* **Teks yang Ditampilkan**:
* * * * * * * * *
Oleh karena itu, sedini
mungkin orang tua harus menangani persoalan ini. Sebuah penelitian melaporkan
bahwa anak yang dari usia 3 – 10 tahun tidak tertangani dengan baik agresivitasnya,
akan sangat mudah menjadi remaja yang agresif. Dan seperti yang dikatakan di
atas, tingkat kesulitan penanganan remaja yang agresif sangatlah tinggi.
Ada beberapa hal yang dapat
dilakukan oleh orang tua. Pertama, mengurangi
seoptimal mungkin rewards yang
sifatnya menciptakan ancaman psikologis pada anak. Sesekali mungkin orang tua
perlu ketawa atau santai saja melihat anak bersuara keras atau membanting
pintu. Jika mengalahkannya dengan keagresifan juga, dia aka belajar bahwa jurus
yang jitu adalah agresif. Bukan berarti marah harus dihilangkan. Selain sulit,
anak pun perlu tahu sikap orang tua terhadap perilaku kurang beradab. Hanya yang
paling penting bukan marah atau ketawanya, melainkan mengantar anak memahami
perlunya mengurangi perilaku agresif dan pentingnya mengontrol emosi.
* * * * * * * * *
* **Soal tentang Materi**:
- A) Tampilkan bagian teks tentang agresivitas anak, mulai dari "Oleh karena itu, sedini" dan berakhir pada "agresif sangatlah tinggi.".
- B) Dalam teks tentang agresivitas anak, pada rentang usia berapa agresivitas anak yang tidak tertangani dengan baik membuatnya sangat mudah menjadi remaja yang agresif?
* * * * * * * * *
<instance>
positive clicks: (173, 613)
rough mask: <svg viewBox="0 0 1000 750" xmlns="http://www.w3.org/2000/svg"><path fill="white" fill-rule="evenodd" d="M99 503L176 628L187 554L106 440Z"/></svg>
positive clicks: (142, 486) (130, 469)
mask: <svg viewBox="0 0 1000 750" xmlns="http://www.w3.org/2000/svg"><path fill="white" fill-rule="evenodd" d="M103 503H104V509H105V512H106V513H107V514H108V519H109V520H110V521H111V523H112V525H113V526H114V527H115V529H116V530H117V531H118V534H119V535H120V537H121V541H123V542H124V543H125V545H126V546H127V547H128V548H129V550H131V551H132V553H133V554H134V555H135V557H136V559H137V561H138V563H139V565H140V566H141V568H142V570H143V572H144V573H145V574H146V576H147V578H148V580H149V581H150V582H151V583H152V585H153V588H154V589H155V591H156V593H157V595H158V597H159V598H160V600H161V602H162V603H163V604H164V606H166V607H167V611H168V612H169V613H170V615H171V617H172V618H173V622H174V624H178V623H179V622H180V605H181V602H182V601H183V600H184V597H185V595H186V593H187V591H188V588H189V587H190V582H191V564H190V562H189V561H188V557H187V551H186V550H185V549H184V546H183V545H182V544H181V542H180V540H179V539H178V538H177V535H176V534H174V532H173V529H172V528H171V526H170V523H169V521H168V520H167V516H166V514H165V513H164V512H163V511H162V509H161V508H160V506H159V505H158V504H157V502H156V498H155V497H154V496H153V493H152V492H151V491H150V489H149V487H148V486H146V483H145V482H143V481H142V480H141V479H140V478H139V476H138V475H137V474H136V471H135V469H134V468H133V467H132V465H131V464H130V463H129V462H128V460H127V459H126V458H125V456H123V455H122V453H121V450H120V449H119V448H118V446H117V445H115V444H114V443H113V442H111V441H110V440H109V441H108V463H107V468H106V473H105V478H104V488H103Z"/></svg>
* * * * * * * * *
* **Jawaban per Tugas**:
- A)
Oleh karena itu, sedini
mungkin orang tua harus menangani persoalan ini. Sebuah penelitian melaporkan
bahwa anak yang dari usia 3 – 10 tahun tidak tertangani dengan baik agresivitasnya,
akan sangat mudah menjadi remaja yang agresif. Dan seperti yang dikatakan di
atas, tingkat kesulitan penanganan remaja yang agresif sangatlah tinggi.

- B) Usia 3–10 tahun.